**Work to complete**
Convert the records from the line with "Can you find the canal" to the line with "[[290, 98], [119, 100], [176, 109], [241, 87]]", both included, into a numbered list with one line per item and no blank lines.
*****
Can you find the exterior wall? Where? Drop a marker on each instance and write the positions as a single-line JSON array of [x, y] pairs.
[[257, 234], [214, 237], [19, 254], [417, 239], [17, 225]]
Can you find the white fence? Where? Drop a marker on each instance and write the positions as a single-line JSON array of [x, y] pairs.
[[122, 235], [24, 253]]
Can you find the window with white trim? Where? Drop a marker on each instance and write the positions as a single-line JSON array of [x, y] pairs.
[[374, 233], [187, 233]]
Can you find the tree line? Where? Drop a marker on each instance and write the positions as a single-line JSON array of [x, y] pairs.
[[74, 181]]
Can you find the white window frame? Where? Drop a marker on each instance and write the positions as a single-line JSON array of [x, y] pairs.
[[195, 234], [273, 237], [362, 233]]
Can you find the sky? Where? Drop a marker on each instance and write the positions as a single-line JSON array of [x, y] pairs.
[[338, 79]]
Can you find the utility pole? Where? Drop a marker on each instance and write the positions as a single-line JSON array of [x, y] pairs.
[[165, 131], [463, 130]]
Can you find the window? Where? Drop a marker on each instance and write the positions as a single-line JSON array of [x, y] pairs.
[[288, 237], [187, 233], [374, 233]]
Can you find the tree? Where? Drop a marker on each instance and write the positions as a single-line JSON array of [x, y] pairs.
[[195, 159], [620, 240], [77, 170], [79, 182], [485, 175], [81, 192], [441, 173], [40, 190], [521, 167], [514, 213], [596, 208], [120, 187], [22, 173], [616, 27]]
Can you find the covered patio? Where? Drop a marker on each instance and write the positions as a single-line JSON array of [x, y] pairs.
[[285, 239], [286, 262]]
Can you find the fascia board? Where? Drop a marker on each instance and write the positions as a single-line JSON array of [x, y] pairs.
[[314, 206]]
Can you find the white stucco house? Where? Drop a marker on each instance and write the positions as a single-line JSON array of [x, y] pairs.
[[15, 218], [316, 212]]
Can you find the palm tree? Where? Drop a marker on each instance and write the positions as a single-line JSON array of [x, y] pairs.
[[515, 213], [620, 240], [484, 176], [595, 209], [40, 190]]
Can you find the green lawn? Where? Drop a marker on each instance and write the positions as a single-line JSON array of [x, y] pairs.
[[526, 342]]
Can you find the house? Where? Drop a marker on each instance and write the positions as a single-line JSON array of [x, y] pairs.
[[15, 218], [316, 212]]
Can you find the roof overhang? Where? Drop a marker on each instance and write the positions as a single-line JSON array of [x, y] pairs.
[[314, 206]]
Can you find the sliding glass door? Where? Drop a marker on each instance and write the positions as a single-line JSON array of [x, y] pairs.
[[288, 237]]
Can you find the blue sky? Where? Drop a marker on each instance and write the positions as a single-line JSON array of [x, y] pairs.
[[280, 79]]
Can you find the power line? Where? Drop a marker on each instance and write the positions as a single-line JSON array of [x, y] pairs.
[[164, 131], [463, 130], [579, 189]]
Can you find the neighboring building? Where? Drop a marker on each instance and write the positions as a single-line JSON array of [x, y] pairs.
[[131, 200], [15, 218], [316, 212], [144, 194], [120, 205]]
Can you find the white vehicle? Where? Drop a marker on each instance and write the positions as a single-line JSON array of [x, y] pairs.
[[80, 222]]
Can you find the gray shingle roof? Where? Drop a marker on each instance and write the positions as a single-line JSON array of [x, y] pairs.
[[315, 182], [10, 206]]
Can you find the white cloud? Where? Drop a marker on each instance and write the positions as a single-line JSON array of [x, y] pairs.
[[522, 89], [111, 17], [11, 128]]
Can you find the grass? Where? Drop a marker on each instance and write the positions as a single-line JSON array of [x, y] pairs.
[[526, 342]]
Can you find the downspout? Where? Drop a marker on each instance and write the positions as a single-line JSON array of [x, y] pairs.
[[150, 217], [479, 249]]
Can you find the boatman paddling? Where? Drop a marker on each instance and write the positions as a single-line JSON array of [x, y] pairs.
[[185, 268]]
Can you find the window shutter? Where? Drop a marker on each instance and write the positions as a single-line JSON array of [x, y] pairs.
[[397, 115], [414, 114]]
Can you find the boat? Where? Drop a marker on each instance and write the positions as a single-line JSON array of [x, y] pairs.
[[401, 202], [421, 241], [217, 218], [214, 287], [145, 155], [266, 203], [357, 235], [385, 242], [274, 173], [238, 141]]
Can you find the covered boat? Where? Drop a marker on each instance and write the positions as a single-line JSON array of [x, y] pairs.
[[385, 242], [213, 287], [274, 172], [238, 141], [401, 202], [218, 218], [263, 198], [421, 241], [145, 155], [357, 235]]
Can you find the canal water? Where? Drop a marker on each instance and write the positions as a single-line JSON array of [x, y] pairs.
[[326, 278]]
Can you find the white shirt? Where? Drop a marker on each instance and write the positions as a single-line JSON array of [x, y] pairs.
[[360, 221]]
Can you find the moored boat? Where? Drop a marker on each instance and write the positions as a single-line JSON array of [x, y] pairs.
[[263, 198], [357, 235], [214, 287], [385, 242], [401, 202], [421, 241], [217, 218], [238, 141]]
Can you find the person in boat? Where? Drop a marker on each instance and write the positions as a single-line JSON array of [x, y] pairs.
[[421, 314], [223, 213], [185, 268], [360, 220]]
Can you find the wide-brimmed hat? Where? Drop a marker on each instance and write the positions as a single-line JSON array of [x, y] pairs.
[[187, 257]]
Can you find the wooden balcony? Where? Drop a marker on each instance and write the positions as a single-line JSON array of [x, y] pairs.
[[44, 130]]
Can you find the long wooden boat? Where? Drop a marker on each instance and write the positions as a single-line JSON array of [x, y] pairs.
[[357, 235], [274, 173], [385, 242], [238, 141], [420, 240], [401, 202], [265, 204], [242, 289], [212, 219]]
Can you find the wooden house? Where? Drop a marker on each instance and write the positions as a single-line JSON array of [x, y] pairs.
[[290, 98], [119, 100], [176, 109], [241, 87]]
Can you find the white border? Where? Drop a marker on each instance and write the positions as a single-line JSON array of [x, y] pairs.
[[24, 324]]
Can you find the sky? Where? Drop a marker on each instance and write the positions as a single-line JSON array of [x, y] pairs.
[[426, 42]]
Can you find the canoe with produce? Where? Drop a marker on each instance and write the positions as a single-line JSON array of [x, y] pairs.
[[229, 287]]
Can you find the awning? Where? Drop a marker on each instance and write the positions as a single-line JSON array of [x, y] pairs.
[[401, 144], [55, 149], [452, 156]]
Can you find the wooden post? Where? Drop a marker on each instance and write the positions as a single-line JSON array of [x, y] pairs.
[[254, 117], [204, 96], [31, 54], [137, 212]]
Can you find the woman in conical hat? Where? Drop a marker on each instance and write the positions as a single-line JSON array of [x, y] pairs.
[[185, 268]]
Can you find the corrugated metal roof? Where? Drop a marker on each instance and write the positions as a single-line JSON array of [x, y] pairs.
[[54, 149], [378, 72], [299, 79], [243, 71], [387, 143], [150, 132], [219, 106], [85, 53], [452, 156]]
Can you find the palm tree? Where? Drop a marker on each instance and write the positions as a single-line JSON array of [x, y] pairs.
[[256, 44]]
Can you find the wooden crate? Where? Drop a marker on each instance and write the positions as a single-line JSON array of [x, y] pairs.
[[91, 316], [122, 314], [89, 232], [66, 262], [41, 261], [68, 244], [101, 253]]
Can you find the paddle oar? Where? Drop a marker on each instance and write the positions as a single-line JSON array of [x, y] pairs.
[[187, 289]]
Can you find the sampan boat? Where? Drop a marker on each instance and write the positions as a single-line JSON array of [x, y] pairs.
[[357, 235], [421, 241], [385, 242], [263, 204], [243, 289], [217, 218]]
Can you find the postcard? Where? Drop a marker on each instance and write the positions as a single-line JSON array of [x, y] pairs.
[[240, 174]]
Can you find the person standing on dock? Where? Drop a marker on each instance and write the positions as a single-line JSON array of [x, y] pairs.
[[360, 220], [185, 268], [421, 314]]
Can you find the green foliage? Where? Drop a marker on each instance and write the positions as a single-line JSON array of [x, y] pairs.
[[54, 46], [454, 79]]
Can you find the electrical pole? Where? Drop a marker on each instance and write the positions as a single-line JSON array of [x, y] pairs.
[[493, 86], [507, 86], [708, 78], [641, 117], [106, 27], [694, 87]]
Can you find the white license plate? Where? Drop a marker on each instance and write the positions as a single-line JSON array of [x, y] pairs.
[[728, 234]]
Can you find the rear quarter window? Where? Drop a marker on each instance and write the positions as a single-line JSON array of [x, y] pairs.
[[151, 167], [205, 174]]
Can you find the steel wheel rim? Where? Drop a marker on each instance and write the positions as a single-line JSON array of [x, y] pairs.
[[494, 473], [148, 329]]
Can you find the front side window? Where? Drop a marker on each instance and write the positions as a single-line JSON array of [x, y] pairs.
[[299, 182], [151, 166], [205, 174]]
*****
**Response for this exercise**
1. Can you find the canal water? Where? Drop a marker on each instance and write the positions as a single-line JSON array of [x, y] pairs.
2. [[326, 278]]
3. Can you find the white shirt? Where? Drop a marker on each instance and write the positions as a single-line JSON array of [x, y] pairs.
4. [[360, 221]]
5. Can you find the moored boat? Where? Drop a marker on each instance and write the positions as a single-line JSON array of [x, y] pairs.
6. [[263, 198], [357, 235], [214, 287], [385, 242], [401, 202], [421, 241], [217, 218], [238, 141]]
7. Can you find the person in boat? Where? Drop a marker on each instance and write the positions as a single-line JSON array of [x, y] pairs.
8. [[421, 314], [223, 213], [185, 268], [360, 220]]
9. Can you find the wide-brimmed hat? Where? Drop a marker on each instance and write the positions as a single-line JSON array of [x, y] pairs.
10. [[187, 257]]
11. Can you find the wooden balcony? Where? Drop a marker on each instance and write the positions as a single-line JSON array of [x, y] pairs.
12. [[44, 130]]
13. Can you find the long wooden boat? Where? Drop a marker on each instance and write the positions as a single-line JSON array of [x, y] pairs.
14. [[357, 235], [274, 173], [385, 242], [238, 141], [420, 240], [401, 202], [265, 204], [242, 289], [212, 219]]
15. Can you find the wooden house? Where? Drop a marker on each instance and write the positions as a single-line JSON array of [x, y] pairs.
16. [[290, 98], [119, 100], [176, 109], [241, 87]]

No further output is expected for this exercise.